◆ DATASET RECORDS:
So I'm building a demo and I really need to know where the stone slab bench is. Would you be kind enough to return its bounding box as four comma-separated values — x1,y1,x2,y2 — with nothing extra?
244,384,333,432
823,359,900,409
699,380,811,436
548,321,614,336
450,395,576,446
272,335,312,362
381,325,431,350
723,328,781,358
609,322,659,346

◆ ABOUT THIS EXERCISE:
Transcribe every record verbatim.

◆ REPLY TO THE EXERCISE:
So I'm building a demo and I really need to know where the stone slab bench is. Would you be kind enough to return its bounding box as four comma-separated values — x1,y1,x2,y2 — with nothing extra?
244,384,333,432
823,359,900,409
699,380,811,436
548,321,614,336
450,395,576,446
272,335,312,362
381,325,431,350
723,328,781,358
609,322,659,346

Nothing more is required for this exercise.